### WRITTEN PROBLEM A
Answer these questions from the passage on gay identity and icons, one answer per line, marked (i), (ii) and (iii):
(i) Which organization does the passage call the heir of strands at the margins of feminism?
(ii) Who is identified as the leatherman in the caption of the archival image?
(iii) Which tradition is given as an example of softer role-play that has claimed radical potential?

### PAGE
In the 1990s and now the gay community has been in some ways in conflict around some of these issues, although a iconic concept of a rainbow alliance of diversity has sought to illustrate the fact that difference is essential to identity, so much so that the latter on its own will always be a marker of some kinds of exclusion, the building of boundary walls between what is ‘gay’ and ‘not gay’, for instance. In the present day this tension has sought to establish itself institutionally and the LGB Alliance is the heir of strands at the margins of feminism, such as ‘radical lesbianism’ and ‘radical feminism’ (misnomers in my view) which have asserted that supporting the human rights of transgender men, women and non-binary people is harmful to gay and lesbian people. They claim that the right of men to love men and women to love women are threatened by ‘gender confusion’ because those sex categories are seen as less rigid than ideology and law can make them. But this is just to stand against the complexities of truth itself.

Some expressions of this at the level of icons occurred in the trend to the male clone in queer history and to rigorous sexually iconic expression of sex inside the gay community such as those of Tom of Finland and the cultural of cloning. Yet softer versions of such role-play have claimed radical potential, as in the tradition of ‘radical drag’.

Iconic gay masculinity and the valorisation of sex identity markers, especially the penis, even when reduced to a bulge in taut leather. Icon available at: https://www.artspace.com/tom-of-finland/leather-duo

As a cultural icon, remember, these movements included the Village People (that link is to their beautiful video). But this was a stage in which the movement merely played at the range of role options opening up to gay people I believe. The Village People dressed in a range of masculine stereotypical costumes and enforced, as it were, our consciousness to recognises how much of sex identity is merely that – theatricality and another form of camp, the equivalent of ‘radical drag’ but more fun.

An archival image of the legendary disco group The Village People, which includes Randy Jones, David Hodo (the construction worker); Felipe Rose (the American Indian); Victor Willis (the cop); Glenn Hughes (the leatherman) and Alexander Briley (the G.I.). (CBS Photo Archive/Getty Images) Available at: https://www.chicagotribune.com/entertainment/music/ct-ott-village-people-riot-fest-ttd-0913-20190912-j2wrhnt6hfg47kud22jji33olu-story.html

At this level of play, different belief systems between what constituted sex and what gender could cohere in a workable arrangement, even at the micro-level of personal relationships. Not so now, it would appear. Gender confusion ‘harms’ people whose romantic and sexual lives occur in single-sex we are told, although the harm tends to be unspecified except by very extreme analogies or false syllogisms, false in their premises as well as their logic, such as the following: All men are violent, All men have penises, People who have penises are all violent.

### WRITTEN PROBLEM B
Extract each line of the rows that contains the string "fragment".

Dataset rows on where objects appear
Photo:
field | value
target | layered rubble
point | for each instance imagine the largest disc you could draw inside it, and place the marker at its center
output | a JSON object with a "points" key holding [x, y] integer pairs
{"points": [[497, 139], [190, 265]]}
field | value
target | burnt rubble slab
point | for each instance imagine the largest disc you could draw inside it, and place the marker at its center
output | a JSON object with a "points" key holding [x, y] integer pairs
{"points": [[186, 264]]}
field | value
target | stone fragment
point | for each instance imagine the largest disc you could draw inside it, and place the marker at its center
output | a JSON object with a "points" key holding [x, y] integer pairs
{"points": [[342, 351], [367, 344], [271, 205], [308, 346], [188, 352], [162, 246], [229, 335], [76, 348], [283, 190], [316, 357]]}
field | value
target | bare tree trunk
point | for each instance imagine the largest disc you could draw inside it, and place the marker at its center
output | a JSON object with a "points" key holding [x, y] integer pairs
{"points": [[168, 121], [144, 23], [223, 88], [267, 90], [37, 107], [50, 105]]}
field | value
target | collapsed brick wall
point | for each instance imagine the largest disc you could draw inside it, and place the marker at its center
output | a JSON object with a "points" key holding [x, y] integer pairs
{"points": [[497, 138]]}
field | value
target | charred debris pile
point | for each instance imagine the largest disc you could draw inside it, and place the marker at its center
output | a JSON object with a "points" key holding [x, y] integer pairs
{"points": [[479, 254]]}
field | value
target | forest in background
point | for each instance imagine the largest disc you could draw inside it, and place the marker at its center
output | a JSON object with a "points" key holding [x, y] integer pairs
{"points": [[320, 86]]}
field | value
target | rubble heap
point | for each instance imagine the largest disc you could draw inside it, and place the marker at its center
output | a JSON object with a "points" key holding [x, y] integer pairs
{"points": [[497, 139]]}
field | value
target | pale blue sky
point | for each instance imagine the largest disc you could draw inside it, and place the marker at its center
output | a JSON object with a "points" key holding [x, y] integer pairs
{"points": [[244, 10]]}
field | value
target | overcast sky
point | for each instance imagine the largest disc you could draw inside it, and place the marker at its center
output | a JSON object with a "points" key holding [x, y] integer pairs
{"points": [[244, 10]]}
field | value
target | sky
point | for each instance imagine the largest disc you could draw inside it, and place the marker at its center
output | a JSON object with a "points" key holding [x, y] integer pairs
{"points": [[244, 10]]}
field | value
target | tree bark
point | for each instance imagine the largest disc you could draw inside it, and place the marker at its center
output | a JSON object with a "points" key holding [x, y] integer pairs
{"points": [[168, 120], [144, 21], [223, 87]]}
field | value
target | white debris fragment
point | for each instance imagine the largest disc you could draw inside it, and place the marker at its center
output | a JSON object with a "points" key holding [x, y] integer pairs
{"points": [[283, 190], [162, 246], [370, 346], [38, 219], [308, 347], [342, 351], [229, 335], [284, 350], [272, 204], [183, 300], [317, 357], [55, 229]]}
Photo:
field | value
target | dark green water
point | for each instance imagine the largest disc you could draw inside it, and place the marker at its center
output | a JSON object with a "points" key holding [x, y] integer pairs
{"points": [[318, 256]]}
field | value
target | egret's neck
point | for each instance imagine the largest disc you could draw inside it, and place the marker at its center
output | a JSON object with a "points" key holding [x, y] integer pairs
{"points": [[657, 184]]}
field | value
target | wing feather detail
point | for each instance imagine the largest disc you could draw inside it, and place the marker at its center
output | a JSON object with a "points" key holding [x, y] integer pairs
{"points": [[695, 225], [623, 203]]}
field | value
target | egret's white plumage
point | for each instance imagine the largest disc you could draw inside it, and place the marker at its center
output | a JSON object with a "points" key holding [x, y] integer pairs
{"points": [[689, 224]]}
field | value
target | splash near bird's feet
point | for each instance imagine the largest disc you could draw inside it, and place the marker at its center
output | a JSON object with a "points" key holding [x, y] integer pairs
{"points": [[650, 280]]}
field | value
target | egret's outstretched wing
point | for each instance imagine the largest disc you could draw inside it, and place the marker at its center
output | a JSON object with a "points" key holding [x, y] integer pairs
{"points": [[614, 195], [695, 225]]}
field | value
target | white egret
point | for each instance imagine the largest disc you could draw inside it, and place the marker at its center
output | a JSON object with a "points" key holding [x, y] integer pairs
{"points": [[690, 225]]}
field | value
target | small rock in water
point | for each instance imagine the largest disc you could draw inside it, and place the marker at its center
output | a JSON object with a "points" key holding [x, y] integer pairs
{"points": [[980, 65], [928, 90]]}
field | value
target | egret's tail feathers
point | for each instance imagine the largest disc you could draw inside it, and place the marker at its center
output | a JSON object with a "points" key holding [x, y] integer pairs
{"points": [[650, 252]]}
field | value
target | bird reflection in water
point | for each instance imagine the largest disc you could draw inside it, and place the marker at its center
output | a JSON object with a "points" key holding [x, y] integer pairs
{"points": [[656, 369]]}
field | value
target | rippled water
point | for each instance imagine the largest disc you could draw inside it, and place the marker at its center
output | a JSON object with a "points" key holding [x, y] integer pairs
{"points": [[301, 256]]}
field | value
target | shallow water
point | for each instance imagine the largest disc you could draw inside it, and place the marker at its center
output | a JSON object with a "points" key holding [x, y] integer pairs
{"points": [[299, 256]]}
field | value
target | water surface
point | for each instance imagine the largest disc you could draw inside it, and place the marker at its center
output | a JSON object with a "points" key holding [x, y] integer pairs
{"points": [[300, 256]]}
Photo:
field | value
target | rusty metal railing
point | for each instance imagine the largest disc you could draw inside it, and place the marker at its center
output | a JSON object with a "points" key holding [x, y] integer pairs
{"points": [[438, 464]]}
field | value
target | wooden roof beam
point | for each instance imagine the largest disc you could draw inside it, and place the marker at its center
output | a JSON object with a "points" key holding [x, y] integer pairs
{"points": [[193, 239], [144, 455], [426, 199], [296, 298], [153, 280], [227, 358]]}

### TASK RESPONSE A
(i) The LGB Alliance
(ii) Glenn Hughes
(iii) The tradition of 'radical drag'

### TASK RESPONSE B
target | stone fragment
target | white debris fragment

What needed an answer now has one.